▸ **What you have to do**: Can you rewrite the data starting at the line that contains "Tag the brown paper" and ending at the last line, with "paper bag" changed to "shopping bag" and everything else left as it is?

** START Rows **

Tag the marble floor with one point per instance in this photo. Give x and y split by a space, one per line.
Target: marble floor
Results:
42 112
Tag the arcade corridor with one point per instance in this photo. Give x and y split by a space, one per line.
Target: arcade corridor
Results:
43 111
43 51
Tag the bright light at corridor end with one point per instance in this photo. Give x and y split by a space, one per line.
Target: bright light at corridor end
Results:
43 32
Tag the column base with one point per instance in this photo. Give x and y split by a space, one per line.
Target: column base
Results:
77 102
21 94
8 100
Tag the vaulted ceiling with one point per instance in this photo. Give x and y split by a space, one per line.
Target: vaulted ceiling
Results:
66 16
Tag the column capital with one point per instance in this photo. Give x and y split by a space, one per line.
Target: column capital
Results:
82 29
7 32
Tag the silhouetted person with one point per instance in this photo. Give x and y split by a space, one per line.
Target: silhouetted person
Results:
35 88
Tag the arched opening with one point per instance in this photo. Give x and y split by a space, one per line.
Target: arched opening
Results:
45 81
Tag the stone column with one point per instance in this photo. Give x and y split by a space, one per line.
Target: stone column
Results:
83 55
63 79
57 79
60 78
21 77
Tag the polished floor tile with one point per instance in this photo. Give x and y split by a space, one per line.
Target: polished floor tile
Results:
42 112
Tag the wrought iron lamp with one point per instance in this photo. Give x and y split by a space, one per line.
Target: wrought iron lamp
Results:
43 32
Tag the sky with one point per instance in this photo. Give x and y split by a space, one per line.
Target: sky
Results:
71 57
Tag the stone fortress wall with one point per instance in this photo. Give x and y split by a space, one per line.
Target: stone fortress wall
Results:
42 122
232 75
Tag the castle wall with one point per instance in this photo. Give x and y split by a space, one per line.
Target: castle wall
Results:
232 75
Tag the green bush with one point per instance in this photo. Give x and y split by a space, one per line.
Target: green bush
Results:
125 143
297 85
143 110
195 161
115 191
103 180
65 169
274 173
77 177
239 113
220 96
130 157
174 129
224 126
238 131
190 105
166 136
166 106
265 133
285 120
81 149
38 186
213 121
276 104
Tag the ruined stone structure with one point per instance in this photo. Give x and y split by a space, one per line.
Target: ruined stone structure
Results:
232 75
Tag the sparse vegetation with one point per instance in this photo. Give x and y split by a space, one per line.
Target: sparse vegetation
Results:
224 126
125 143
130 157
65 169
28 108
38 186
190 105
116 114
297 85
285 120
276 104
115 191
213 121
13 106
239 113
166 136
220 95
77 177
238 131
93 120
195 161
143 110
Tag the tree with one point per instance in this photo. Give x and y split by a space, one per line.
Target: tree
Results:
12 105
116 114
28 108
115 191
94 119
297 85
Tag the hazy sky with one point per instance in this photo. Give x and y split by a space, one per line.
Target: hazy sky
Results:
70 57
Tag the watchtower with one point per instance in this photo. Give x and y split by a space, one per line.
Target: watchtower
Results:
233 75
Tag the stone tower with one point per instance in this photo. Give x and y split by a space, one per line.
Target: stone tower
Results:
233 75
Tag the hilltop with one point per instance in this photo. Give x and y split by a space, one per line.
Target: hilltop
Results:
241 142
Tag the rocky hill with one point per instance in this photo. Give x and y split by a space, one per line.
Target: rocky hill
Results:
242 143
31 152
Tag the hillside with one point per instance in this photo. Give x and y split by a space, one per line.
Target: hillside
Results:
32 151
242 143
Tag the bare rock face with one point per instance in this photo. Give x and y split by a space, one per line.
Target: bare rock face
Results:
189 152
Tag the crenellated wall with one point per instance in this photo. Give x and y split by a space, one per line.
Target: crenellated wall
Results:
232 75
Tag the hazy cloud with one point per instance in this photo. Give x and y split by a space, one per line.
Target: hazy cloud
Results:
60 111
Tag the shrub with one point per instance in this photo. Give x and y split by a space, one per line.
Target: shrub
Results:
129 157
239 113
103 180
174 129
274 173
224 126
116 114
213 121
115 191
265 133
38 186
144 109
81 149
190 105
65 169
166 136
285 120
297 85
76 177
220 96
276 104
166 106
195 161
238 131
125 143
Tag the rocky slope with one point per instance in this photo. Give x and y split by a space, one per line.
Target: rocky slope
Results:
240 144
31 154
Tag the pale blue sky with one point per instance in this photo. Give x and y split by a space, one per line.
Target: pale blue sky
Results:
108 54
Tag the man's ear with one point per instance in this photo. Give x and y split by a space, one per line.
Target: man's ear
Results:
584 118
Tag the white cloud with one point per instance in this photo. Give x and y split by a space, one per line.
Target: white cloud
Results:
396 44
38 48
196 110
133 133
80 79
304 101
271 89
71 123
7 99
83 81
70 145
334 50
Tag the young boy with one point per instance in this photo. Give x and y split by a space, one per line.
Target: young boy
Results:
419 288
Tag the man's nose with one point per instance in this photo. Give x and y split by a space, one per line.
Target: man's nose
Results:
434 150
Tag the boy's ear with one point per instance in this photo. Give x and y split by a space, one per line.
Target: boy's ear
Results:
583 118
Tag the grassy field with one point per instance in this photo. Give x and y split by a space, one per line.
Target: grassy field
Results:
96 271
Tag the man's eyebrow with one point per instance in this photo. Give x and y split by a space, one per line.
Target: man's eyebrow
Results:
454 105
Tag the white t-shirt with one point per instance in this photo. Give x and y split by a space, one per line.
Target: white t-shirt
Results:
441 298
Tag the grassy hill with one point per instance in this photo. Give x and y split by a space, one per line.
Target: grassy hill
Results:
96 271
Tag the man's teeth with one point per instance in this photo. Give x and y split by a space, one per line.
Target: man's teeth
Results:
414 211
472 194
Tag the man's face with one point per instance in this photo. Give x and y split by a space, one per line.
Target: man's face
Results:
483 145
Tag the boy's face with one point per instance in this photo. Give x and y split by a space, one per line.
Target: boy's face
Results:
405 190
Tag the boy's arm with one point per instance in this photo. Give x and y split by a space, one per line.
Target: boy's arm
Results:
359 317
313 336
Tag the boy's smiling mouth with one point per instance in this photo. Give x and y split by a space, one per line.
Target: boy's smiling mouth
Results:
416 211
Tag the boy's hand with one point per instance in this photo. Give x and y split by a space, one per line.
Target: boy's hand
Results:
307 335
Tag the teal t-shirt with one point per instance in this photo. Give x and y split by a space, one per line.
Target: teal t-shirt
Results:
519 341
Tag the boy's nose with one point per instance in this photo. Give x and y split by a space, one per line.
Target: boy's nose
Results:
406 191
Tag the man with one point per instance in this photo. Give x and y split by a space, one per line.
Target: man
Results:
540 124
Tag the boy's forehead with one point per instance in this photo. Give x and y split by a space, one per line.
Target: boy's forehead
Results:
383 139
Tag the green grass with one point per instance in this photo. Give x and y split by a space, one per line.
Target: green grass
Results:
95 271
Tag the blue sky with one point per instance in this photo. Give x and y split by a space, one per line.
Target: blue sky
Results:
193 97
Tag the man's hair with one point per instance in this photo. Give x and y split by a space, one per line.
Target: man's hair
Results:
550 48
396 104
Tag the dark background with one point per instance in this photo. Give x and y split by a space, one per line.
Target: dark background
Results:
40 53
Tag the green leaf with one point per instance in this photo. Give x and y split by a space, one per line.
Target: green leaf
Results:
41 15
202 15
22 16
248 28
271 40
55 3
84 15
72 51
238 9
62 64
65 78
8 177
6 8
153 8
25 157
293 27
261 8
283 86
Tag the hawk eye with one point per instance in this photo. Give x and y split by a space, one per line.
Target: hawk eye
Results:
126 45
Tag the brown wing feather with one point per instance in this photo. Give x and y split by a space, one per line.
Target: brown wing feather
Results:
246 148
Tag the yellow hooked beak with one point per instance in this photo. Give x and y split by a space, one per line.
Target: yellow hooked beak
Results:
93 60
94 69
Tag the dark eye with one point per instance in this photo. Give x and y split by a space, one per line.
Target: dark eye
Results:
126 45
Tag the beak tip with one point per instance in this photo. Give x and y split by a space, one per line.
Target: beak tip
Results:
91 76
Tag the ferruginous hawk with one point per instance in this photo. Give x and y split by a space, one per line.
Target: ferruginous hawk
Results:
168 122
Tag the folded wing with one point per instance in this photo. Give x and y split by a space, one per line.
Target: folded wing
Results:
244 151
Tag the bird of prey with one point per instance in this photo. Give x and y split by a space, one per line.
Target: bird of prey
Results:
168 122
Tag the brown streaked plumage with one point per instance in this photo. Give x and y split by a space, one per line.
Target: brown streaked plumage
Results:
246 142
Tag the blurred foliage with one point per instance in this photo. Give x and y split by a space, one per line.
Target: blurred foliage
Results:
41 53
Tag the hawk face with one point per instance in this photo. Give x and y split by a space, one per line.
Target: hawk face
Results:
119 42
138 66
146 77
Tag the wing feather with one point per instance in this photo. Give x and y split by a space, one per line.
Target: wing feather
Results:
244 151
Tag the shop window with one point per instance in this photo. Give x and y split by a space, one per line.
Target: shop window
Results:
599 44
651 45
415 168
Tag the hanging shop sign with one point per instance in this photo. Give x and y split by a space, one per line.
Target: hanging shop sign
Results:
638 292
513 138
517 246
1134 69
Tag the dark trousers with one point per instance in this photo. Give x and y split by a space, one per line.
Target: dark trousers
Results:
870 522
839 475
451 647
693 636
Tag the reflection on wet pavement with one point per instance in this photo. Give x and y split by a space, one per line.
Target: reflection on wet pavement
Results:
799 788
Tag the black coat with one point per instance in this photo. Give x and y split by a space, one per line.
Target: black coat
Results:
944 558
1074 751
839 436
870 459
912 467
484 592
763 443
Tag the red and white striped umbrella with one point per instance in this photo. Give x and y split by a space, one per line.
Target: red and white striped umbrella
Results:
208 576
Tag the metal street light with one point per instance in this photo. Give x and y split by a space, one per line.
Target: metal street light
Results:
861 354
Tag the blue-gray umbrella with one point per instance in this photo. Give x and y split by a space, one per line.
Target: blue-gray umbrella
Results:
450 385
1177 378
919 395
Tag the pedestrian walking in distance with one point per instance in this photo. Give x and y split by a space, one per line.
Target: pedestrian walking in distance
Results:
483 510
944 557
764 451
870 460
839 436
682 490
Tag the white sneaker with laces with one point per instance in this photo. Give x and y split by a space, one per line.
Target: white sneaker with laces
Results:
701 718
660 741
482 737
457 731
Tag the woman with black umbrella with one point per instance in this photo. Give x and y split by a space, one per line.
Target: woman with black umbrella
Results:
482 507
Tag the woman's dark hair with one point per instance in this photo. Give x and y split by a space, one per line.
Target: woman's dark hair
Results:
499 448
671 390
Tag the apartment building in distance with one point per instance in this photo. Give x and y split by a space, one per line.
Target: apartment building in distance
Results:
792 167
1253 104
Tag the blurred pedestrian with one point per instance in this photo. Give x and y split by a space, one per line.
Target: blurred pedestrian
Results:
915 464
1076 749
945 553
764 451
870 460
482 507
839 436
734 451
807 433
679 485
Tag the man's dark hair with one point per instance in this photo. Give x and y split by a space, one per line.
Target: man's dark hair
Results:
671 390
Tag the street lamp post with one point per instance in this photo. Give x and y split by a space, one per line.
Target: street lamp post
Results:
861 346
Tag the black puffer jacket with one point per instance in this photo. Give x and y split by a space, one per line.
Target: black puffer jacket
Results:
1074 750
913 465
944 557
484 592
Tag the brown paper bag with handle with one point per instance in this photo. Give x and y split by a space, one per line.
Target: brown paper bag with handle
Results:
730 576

** END Rows **

▸ **Response below**:
Tag the brown shopping bag with handle with one point per instance in this photo. Give x and y split by a space, one per line.
Target: brown shopping bag with handle
Results:
730 576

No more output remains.